— START —

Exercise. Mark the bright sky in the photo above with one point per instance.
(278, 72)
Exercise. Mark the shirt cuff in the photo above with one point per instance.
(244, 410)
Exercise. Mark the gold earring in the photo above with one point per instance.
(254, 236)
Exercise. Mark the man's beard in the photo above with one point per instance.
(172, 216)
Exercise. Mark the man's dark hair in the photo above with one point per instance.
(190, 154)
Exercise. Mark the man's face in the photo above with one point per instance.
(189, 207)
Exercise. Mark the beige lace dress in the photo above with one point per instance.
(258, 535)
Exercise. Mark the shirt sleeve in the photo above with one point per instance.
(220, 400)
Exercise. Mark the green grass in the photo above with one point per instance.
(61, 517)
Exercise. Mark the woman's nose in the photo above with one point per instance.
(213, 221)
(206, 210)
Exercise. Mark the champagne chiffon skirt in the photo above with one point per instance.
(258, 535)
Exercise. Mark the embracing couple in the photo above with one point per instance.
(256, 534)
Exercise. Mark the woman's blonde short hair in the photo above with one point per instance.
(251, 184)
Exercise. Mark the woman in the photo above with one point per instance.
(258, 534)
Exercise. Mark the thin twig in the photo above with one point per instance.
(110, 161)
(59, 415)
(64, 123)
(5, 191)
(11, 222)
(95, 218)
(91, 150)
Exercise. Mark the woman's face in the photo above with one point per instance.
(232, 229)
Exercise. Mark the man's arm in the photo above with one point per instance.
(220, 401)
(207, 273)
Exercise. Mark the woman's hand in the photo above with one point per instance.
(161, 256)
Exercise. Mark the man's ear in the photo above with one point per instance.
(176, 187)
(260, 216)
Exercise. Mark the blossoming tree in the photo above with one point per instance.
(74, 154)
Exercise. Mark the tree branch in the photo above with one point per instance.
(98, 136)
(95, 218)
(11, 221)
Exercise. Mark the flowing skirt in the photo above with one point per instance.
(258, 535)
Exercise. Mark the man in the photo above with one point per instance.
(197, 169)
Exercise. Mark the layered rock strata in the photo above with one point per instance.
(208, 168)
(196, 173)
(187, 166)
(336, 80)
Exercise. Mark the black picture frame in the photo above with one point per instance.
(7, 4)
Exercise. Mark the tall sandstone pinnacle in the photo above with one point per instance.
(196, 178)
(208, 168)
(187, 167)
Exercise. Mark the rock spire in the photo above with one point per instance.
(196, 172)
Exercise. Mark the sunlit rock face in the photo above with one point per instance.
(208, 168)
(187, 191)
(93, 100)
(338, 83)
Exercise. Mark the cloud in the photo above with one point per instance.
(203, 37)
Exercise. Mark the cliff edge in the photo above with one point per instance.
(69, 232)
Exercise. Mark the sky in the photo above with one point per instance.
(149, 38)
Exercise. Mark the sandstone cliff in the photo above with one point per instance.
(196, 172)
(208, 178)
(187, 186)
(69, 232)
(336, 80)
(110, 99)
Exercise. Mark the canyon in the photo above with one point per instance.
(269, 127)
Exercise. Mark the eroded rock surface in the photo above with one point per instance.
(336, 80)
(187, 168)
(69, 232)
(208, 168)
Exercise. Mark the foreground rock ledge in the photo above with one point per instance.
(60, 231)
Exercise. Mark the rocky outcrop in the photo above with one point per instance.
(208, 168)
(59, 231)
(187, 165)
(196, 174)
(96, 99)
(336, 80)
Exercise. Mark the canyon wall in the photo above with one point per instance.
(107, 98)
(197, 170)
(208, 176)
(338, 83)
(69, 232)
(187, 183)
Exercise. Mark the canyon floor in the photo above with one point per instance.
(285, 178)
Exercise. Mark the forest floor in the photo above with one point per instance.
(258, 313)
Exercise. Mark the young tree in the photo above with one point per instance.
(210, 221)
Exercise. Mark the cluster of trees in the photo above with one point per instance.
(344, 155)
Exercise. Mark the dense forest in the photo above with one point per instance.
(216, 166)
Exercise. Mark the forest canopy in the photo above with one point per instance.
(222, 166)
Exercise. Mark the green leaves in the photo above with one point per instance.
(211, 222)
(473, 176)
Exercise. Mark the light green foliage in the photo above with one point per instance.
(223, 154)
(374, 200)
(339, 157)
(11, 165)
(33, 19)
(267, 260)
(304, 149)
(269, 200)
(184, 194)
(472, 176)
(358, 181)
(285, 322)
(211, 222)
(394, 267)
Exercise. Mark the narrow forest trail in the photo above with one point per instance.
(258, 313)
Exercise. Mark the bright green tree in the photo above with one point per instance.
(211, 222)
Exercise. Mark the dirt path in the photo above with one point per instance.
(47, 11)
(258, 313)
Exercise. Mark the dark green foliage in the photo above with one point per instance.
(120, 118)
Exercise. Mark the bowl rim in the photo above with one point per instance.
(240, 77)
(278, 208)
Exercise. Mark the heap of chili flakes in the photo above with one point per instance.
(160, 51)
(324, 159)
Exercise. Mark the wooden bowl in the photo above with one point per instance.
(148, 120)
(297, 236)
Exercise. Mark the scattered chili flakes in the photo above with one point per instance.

— END —

Task: Could you output all of the items above as a numbered list, with any blank lines left out?

Answer to this problem:
1. Exercise. Mark the bright sky in the photo above with one point per instance.
2. (278, 72)
3. Exercise. Mark the shirt cuff in the photo above with one point per instance.
4. (244, 410)
5. Exercise. Mark the gold earring in the photo above with one point per instance.
6. (254, 236)
7. Exercise. Mark the man's beard in the photo above with one point per instance.
8. (172, 216)
9. Exercise. Mark the man's dark hair in the photo above with one point per instance.
10. (190, 154)
11. Exercise. Mark the man's face in the photo above with one point per instance.
12. (189, 207)
13. Exercise. Mark the beige lace dress in the photo above with one point per instance.
14. (258, 535)
15. Exercise. Mark the shirt sleeve in the photo above with one point per instance.
16. (220, 400)
17. Exercise. Mark the green grass in the photo above with one point per instance.
18. (61, 517)
19. Exercise. Mark the woman's nose in the photo above with one point per instance.
20. (213, 221)
21. (206, 210)
22. Exercise. Mark the champagne chiffon skirt in the photo above with one point per instance.
23. (258, 535)
24. Exercise. Mark the embracing couple in the photo above with one point per instance.
25. (256, 534)
26. Exercise. Mark the woman's blonde short hair in the photo above with one point per instance.
27. (251, 184)
28. Exercise. Mark the woman in the photo above with one point per instance.
29. (258, 534)
30. Exercise. Mark the thin twig in the photo above with one point per instance.
31. (110, 161)
32. (59, 415)
33. (64, 123)
34. (5, 191)
35. (11, 222)
36. (95, 218)
37. (91, 150)
38. Exercise. Mark the woman's face in the photo above with one point per instance.
39. (232, 229)
40. Exercise. Mark the man's arm in the photo above with one point per instance.
41. (220, 401)
42. (207, 273)
43. Exercise. Mark the woman's hand in the photo above with one point per instance.
44. (161, 256)
45. Exercise. Mark the man's ear in the photo above with one point per instance.
46. (176, 187)
47. (260, 216)
48. Exercise. Mark the blossoming tree in the photo above with one point per instance.
49. (74, 154)
50. Exercise. Mark the tree branch in the photo above with one point per instance.
51. (98, 136)
52. (95, 218)
53. (11, 221)
54. Exercise. Mark the flowing skirt in the photo above with one point per instance.
55. (258, 535)
56. Exercise. Mark the man in the photo above with one point per instance.
57. (197, 169)
58. Exercise. Mark the layered rock strata in the photo above with one point per instance.
59. (208, 168)
60. (196, 173)
61. (187, 166)
62. (336, 80)
63. Exercise. Mark the black picture frame in the photo above with one point per instance.
64. (7, 4)
65. Exercise. Mark the tall sandstone pinnacle in the photo above with one point per instance.
66. (196, 178)
67. (208, 168)
68. (187, 167)
69. Exercise. Mark the rock spire in the photo above with one point per instance.
70. (196, 172)
71. Exercise. Mark the sunlit rock face in the photo above with one point per instance.
72. (208, 168)
73. (187, 191)
74. (93, 100)
75. (338, 83)
76. Exercise. Mark the cloud in the photo above with one point per instance.
77. (203, 37)
78. Exercise. Mark the cliff edge in the photo above with one point per instance.
79. (69, 232)
80. Exercise. Mark the sky in the photo above with one point per instance.
81. (149, 38)
82. Exercise. Mark the sandstone cliff in the photo above with one point per instance.
83. (196, 172)
84. (208, 178)
85. (187, 186)
86. (69, 232)
87. (336, 80)
88. (110, 99)
89. Exercise. Mark the canyon in the photo above with one point per instance.
90. (269, 127)
91. Exercise. Mark the eroded rock surface in the photo above with one point per instance.
92. (336, 80)
93. (187, 168)
94. (69, 232)
95. (208, 168)
96. Exercise. Mark the foreground rock ledge in the photo above with one point per instance.
97. (60, 231)
98. Exercise. Mark the rocky outcrop in the photo above with one point per instance.
99. (208, 168)
100. (59, 231)
101. (187, 165)
102. (196, 174)
103. (96, 99)
104. (336, 80)
105. Exercise. Mark the canyon wall in the photo above with one point per instance.
106. (107, 98)
107. (197, 170)
108. (208, 176)
109. (338, 83)
110. (69, 232)
111. (187, 183)
112. Exercise. Mark the canyon floor in the photo above with one point per instance.
113. (285, 178)
114. Exercise. Mark the forest floor in the photo above with one point per instance.
115. (258, 313)
116. Exercise. Mark the young tree in the photo above with one point per instance.
117. (210, 221)
118. Exercise. Mark the cluster of trees in the photo above with one point per instance.
119. (344, 155)
120. Exercise. Mark the dense forest in the photo above with one point per instance.
121. (216, 166)
122. Exercise. Mark the forest canopy in the photo above with one point per instance.
123. (222, 166)
124. Exercise. Mark the green leaves in the photo above with one point per instance.
125. (211, 222)
126. (473, 176)
127. Exercise. Mark the light green foliage in the photo above with one point per instance.
128. (223, 154)
129. (374, 200)
130. (339, 157)
131. (11, 165)
132. (33, 19)
133. (267, 260)
134. (304, 149)
135. (269, 200)
136. (184, 194)
137. (472, 176)
138. (358, 181)
139. (285, 322)
140. (211, 222)
141. (394, 267)
142. Exercise. Mark the narrow forest trail in the photo above with one point per instance.
143. (258, 313)
144. Exercise. Mark the bright green tree in the photo above with one point per instance.
145. (211, 222)
146. Exercise. Mark the dirt path in the photo above with one point per instance.
147. (47, 11)
148. (258, 313)
149. Exercise. Mark the dark green foliage in the photo above with one point per instance.
150. (120, 118)
151. Exercise. Mark the bowl rim in the photo above with one point per instance.
152. (240, 77)
153. (278, 208)
154. Exercise. Mark the heap of chili flakes in the photo above with one point per instance.
155. (160, 51)
156. (324, 159)
157. Exercise. Mark the wooden bowl in the photo above with one point per instance.
158. (148, 120)
159. (297, 236)
160. Exercise. Mark the scattered chili flakes in the photo above with one point per instance.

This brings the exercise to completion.